• Exercise aim: Rewrite everything from the line containing "Task — for every instance of the jacket" down to the last of the lines below, with the request lines unchanged. Shift each answer point by adding 92 to both of its coordinates.

• Data for processing:
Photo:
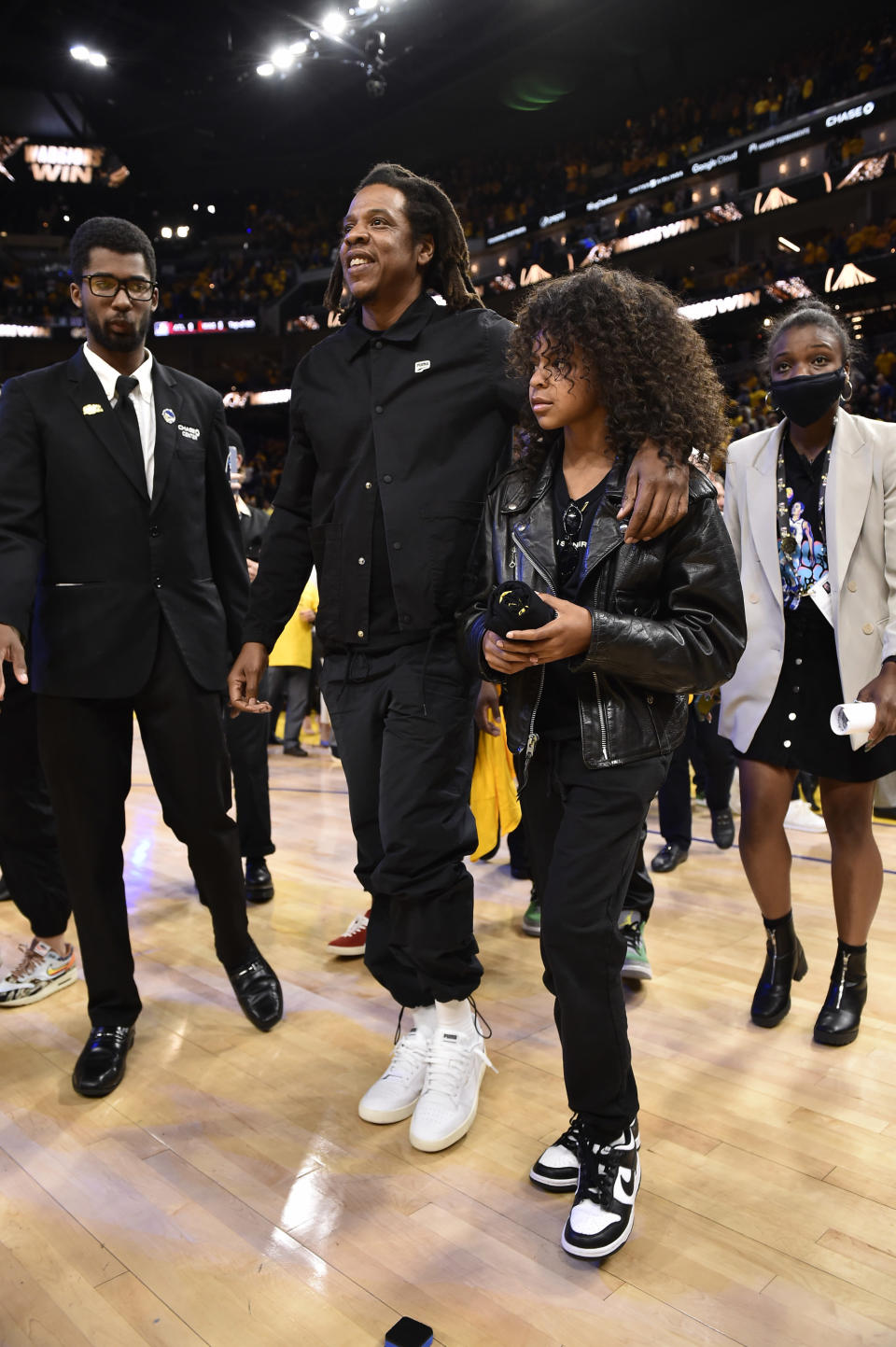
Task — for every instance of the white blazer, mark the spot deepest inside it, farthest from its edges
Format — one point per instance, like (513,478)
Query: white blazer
(861,554)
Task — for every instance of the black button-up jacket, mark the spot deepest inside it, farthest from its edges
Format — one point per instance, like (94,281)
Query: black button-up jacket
(418,418)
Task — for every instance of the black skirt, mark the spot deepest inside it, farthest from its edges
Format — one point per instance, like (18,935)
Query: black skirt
(795,730)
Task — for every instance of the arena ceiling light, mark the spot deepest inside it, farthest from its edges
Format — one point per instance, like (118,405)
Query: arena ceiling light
(87,55)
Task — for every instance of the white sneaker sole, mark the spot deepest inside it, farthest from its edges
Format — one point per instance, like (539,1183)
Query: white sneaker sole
(434,1144)
(383,1115)
(65,979)
(604,1252)
(554,1185)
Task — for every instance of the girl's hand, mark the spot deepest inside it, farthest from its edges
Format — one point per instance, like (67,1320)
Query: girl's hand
(567,635)
(881,691)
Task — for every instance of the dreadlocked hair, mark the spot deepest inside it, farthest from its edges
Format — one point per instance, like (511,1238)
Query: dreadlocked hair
(650,367)
(428,212)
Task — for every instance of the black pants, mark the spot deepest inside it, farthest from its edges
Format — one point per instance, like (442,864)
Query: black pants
(246,739)
(288,683)
(583,829)
(29,846)
(638,896)
(85,745)
(404,723)
(716,754)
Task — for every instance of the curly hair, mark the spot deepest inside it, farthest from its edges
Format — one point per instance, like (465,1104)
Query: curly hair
(807,313)
(428,212)
(650,367)
(113,233)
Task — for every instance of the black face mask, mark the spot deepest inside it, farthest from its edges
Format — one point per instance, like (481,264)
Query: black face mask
(806,398)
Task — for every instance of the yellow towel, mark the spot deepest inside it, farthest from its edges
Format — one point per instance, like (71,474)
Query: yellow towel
(494,791)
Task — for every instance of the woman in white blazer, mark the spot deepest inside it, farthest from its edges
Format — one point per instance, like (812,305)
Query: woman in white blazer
(811,511)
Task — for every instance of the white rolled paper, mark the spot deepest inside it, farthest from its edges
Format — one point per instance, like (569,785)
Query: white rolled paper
(852,717)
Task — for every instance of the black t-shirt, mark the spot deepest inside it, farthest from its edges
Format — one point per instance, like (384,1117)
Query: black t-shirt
(558,714)
(808,562)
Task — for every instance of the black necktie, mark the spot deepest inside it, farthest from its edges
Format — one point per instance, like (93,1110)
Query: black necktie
(127,415)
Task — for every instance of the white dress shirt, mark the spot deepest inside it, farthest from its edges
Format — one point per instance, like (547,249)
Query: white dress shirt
(142,399)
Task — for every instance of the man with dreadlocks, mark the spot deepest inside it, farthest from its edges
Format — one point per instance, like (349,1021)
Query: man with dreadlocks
(398,422)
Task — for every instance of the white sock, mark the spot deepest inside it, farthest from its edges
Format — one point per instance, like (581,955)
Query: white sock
(455,1016)
(424,1017)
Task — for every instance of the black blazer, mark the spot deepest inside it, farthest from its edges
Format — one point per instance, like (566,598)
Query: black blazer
(88,562)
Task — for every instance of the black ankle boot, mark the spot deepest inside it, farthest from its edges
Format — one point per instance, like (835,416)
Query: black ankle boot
(842,1010)
(784,963)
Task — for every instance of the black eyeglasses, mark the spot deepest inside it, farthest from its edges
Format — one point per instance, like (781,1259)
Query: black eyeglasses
(106,288)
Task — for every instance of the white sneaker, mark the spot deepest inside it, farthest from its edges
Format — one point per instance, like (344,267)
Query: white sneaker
(450,1097)
(394,1095)
(39,975)
(804,818)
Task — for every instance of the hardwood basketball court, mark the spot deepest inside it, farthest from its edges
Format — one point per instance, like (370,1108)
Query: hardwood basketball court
(228,1194)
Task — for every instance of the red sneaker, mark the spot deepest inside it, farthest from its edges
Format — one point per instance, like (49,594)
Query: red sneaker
(351,945)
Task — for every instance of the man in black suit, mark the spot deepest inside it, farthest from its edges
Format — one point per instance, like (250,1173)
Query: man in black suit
(121,570)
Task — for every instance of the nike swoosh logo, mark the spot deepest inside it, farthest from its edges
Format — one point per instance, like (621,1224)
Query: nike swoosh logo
(628,1188)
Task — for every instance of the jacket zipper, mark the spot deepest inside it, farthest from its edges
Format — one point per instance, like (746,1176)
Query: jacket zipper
(531,739)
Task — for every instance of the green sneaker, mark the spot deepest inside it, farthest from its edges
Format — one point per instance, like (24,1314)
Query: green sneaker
(532,918)
(637,966)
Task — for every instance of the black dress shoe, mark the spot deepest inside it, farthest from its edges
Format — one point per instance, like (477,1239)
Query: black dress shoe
(722,829)
(671,856)
(259,885)
(784,963)
(838,1020)
(100,1067)
(258,990)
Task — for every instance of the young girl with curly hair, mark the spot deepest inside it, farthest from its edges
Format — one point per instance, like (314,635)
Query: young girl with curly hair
(595,699)
(811,511)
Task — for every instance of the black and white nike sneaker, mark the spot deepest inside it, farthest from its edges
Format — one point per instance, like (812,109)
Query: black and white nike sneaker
(556,1168)
(604,1207)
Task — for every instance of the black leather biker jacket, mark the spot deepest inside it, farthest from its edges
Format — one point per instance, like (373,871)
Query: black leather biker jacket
(667,616)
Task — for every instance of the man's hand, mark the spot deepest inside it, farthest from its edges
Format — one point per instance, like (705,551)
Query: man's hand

• Result of this task:
Task — for every instance of the jacket zipper, mark the spot deepest inside it, farthest from its edges
Format — one point per instance, like (746,1176)
Query: jacket zipper
(623,831)
Task — for every instance of the green sneaker, mark the spot deepest inside it, farthest from its edges
Format — one point per instance, like (24,1314)
Query: green sneaker
(624,1010)
(729,1058)
Task — for every instance of the black dress shoe, mark the spot deepest inside it, farthest from its edges
Format — one point per instance, like (477,1239)
Query: black dress shoe
(814,921)
(763,948)
(351,977)
(876,1055)
(930,1112)
(192,1159)
(350,1082)
Task — for every instance of the young girl with curly hair, mark the spot deepest inside it, farthest from its edges
Format — one point per instance, like (314,635)
Query: young girl with curly hair
(687,791)
(903,603)
Task — for every instance of the black and white nike sneaker, mark the spot deepest inside it, farthest from its edges
Format — one point per instance, like (812,109)
Query: black and white nike sneaker
(648,1260)
(696,1299)
Task — for every instance of the black leather biker jacket, mark the spot deepest inside it, farthest from its edges
Format — one point per instance, like (373,871)
Query: black leather biker jacket
(759,708)
Task — for every instance of the man's hand, mark the spot deepest inside it, farthest from its edges
Format — one point per instance, like (705,551)
Query: man's hand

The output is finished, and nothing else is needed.